===== Data supplied =====

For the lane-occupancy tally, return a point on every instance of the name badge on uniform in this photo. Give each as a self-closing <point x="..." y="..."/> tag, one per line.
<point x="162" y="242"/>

=====
===== Data supplied =====

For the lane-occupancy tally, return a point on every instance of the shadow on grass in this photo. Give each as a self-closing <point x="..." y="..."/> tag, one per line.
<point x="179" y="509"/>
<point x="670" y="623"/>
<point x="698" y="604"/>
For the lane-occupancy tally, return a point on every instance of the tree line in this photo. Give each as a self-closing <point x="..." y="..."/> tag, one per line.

=====

> **Directions for this task**
Print only what lies in the material above starting at the line with "of the shadow" and ending at the line with "of the tree", every line exactly as given.

> **The completed task**
For the lane-occupancy tally, return a point on every instance of the shadow on grass in this photo. Give each as a self-closing <point x="..." y="..."/> tag, one per line.
<point x="179" y="509"/>
<point x="670" y="623"/>
<point x="698" y="604"/>
For the lane-occupancy tally, return a point on every instance of the tree line in this photo. Give each as a self-closing <point x="..." y="..."/> tag, one per line.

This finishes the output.